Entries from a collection
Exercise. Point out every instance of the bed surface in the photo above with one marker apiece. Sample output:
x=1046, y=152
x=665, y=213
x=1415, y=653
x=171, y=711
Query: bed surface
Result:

• AIM: Please swap "bed surface" for "mattress top" everywhere it occurs in the entries, changing nothing else.

• PROBLEM SOLUTION:
Exercise. Point out every instance of the mattress top in the photo above with one marker apiece. Sample output:
x=1046, y=152
x=665, y=213
x=1415, y=653
x=171, y=711
Query: mattress top
Result:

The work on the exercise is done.